Task description: Look below for the line holding "Wanted = one point per instance on the liquor" and the line holding "x=162, y=216". Transcribe exactly those lines and all lines between them, nothing more.

══════════

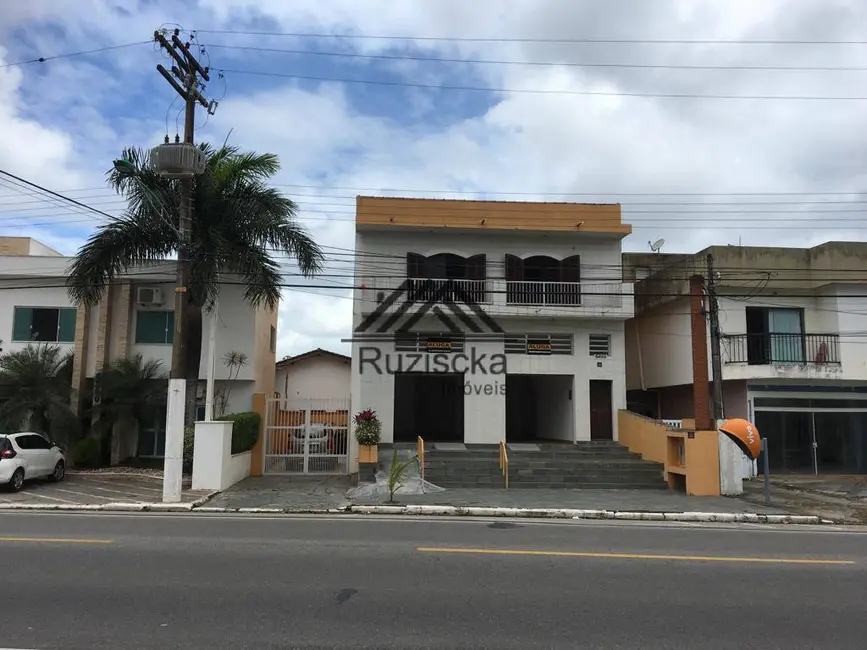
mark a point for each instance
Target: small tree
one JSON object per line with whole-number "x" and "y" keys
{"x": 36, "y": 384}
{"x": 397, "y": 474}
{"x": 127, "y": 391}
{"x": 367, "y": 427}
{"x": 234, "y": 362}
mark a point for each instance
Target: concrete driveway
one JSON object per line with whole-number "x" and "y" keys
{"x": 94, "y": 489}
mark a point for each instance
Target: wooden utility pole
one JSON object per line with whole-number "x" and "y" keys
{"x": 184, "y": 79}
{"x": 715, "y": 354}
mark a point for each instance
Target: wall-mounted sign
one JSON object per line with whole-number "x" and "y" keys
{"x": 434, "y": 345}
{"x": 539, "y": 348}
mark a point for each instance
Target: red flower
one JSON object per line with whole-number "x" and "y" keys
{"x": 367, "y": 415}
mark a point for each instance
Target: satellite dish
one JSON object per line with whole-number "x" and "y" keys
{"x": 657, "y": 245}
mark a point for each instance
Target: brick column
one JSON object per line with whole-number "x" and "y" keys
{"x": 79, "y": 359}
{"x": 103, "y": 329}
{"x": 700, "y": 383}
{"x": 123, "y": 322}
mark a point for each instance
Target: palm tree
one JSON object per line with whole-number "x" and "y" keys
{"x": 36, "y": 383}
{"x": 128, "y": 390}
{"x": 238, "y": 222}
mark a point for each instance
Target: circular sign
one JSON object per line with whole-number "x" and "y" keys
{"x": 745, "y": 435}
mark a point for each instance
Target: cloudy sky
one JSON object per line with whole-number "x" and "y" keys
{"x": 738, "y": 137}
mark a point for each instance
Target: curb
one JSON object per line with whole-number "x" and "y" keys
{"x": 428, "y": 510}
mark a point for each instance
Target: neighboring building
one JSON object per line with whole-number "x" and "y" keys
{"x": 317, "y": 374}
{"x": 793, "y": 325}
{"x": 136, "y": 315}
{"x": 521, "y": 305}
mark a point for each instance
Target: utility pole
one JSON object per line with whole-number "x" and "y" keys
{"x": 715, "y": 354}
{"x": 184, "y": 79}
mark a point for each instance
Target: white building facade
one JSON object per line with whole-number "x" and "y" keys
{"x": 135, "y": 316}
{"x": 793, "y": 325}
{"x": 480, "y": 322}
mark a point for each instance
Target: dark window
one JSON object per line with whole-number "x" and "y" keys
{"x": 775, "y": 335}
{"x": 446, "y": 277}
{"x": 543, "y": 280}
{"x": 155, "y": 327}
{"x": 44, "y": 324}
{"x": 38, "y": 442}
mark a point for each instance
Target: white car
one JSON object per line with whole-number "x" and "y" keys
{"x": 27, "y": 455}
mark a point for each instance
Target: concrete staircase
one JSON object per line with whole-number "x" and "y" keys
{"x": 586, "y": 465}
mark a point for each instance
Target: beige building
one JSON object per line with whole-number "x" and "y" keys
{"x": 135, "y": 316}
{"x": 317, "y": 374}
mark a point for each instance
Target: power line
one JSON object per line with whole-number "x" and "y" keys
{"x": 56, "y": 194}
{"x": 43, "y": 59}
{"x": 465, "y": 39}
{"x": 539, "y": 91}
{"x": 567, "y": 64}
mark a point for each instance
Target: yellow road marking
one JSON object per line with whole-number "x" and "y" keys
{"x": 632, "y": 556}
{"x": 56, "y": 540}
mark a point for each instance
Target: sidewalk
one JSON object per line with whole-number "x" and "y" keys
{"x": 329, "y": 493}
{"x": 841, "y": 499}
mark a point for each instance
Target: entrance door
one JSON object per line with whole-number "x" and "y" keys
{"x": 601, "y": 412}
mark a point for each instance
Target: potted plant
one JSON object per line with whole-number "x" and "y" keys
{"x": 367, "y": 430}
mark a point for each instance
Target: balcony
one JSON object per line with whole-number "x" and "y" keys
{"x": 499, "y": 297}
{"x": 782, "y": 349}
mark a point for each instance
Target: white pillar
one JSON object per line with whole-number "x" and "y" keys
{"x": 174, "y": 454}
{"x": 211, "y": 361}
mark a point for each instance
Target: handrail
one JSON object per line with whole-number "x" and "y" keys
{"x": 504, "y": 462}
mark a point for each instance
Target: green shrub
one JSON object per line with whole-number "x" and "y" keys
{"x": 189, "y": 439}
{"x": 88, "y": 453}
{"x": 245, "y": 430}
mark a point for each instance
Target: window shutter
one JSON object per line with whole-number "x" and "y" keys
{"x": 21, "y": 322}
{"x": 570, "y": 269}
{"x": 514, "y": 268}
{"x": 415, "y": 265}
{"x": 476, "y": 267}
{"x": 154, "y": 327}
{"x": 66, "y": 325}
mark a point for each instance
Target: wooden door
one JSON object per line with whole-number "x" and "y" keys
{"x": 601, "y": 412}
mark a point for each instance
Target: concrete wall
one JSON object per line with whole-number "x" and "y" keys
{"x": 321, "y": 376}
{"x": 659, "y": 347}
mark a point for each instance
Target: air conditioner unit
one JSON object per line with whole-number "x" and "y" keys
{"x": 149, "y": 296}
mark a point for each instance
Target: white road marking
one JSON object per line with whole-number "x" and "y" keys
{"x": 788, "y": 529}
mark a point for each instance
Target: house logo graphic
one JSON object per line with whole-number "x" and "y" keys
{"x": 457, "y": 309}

══════════

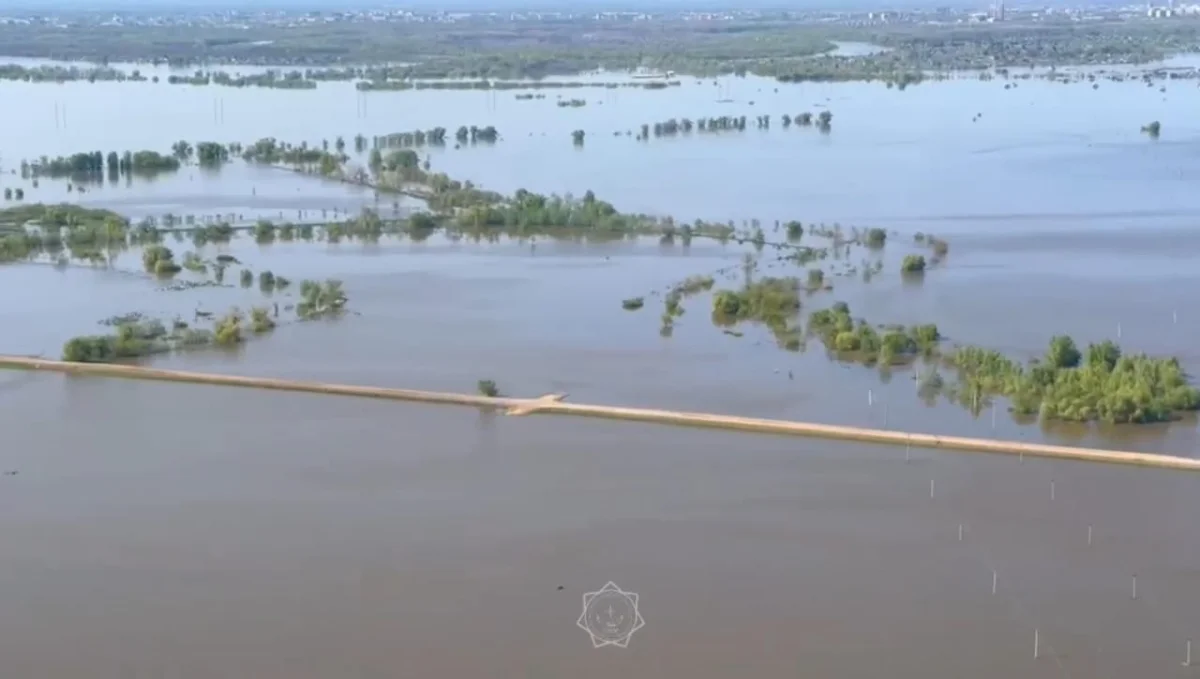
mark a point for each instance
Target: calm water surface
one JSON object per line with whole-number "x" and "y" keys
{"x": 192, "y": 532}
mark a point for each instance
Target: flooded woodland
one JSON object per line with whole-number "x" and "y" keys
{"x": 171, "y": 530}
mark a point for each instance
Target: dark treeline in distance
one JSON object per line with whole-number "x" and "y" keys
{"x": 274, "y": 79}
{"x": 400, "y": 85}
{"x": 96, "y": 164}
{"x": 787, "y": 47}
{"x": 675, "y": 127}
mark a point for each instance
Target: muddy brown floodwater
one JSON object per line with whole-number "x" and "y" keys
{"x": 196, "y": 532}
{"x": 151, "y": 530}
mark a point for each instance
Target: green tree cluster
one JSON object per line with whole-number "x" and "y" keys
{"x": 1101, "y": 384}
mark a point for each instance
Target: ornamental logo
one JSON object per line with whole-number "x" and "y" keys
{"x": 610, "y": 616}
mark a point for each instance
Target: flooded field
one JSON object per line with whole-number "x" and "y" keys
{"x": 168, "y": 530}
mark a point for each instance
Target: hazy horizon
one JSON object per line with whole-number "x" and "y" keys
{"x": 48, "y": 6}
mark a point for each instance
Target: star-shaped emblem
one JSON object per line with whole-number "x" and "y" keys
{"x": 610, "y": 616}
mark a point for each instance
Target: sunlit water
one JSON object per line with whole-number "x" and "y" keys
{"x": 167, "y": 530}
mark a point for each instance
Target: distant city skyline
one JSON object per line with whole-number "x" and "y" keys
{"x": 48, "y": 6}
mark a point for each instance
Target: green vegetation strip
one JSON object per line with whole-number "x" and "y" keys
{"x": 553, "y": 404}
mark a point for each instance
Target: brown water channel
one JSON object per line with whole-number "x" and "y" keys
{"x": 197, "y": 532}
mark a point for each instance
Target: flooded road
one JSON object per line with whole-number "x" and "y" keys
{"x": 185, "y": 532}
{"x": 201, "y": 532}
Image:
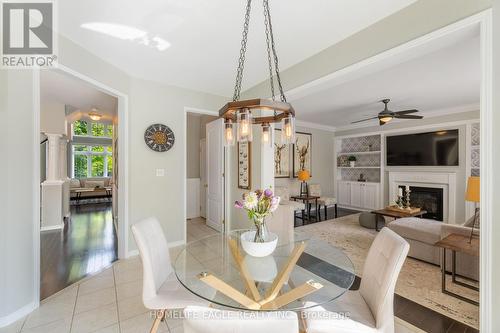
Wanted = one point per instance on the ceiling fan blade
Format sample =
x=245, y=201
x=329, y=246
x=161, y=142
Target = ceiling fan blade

══════════

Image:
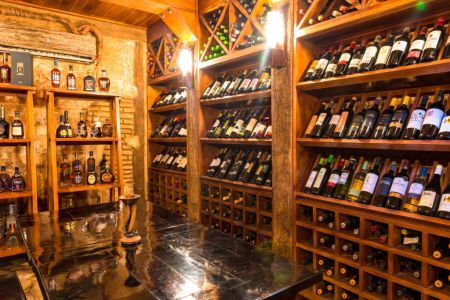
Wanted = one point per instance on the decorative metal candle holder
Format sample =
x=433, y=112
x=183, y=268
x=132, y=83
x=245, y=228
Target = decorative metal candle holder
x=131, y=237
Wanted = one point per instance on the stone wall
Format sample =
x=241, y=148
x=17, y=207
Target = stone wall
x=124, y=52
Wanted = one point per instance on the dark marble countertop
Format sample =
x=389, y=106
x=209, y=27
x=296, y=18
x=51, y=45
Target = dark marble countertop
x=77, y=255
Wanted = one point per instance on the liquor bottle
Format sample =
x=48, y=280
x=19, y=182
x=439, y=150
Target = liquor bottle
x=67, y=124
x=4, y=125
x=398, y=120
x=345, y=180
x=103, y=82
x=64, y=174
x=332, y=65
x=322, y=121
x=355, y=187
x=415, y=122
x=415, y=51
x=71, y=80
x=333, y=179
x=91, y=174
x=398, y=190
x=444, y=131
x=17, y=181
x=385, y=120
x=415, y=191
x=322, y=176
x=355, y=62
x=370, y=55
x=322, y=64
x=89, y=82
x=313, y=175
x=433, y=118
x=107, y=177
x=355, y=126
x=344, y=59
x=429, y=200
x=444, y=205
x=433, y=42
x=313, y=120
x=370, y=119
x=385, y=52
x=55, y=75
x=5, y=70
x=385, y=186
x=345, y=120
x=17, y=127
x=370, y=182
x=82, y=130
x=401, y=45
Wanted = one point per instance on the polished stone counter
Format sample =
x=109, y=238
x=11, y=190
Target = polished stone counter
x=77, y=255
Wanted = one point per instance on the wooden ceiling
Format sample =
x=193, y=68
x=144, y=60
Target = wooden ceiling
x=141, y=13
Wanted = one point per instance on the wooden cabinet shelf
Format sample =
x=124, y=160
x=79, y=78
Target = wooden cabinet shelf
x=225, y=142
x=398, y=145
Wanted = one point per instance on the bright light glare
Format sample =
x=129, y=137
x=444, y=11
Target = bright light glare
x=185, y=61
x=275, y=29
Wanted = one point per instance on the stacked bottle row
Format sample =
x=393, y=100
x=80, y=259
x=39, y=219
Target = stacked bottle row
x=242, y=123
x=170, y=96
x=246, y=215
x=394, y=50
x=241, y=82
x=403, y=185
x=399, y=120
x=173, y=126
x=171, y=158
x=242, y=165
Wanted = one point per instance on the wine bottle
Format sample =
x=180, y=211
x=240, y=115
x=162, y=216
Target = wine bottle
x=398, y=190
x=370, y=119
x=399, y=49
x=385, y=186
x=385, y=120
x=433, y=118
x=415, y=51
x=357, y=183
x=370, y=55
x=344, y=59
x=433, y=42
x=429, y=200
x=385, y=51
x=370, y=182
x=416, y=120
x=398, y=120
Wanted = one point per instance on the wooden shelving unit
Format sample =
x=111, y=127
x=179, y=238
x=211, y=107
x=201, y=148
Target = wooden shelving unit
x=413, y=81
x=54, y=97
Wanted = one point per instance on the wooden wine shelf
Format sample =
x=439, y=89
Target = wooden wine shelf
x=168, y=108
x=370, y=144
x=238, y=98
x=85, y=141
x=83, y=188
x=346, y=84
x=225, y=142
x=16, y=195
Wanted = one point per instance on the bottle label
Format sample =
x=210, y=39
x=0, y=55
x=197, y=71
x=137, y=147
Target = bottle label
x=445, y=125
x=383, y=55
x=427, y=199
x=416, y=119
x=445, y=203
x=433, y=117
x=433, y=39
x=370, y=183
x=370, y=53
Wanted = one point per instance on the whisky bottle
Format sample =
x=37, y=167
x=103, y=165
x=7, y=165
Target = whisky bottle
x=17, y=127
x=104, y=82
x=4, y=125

══════════

Expected answer:
Wanted = one point per instance on the liquor bottle
Format sample =
x=48, y=280
x=19, y=182
x=439, y=150
Target = liquor bottle
x=67, y=124
x=4, y=125
x=398, y=120
x=345, y=180
x=103, y=82
x=64, y=174
x=332, y=65
x=322, y=121
x=355, y=187
x=415, y=122
x=415, y=51
x=71, y=80
x=333, y=179
x=91, y=174
x=398, y=190
x=444, y=131
x=17, y=181
x=385, y=120
x=415, y=191
x=322, y=176
x=355, y=62
x=370, y=55
x=322, y=64
x=89, y=82
x=313, y=175
x=433, y=118
x=107, y=177
x=355, y=126
x=344, y=59
x=429, y=200
x=444, y=205
x=433, y=42
x=313, y=120
x=370, y=119
x=385, y=52
x=55, y=75
x=5, y=70
x=385, y=186
x=345, y=120
x=17, y=127
x=370, y=182
x=82, y=130
x=401, y=45
Wanted = one point per instance on the polished stone counter
Format sample =
x=109, y=238
x=11, y=190
Target = polished stone counter
x=77, y=255
Wanted = one point per instance on the wooden ceiling
Format sample =
x=193, y=68
x=144, y=60
Target = wooden ceiling
x=141, y=13
Wanted = one point per instance on the wooden cabinet shelf
Format sample =
x=124, y=160
x=79, y=78
Target = wooden cabinet shelf
x=225, y=142
x=398, y=145
Wanted = one point per instance on the bright light glare
Format sample =
x=129, y=137
x=444, y=11
Target = bright light glare
x=185, y=61
x=275, y=29
Wanted = one point per instance on the stacked bottle row
Format sample =
x=393, y=100
x=80, y=259
x=39, y=219
Target = stacked bottle row
x=242, y=123
x=170, y=96
x=246, y=215
x=394, y=50
x=241, y=82
x=403, y=185
x=399, y=120
x=173, y=126
x=171, y=158
x=242, y=165
Wanted = one point per instance on the wine bottle
Format sample =
x=180, y=211
x=240, y=115
x=162, y=216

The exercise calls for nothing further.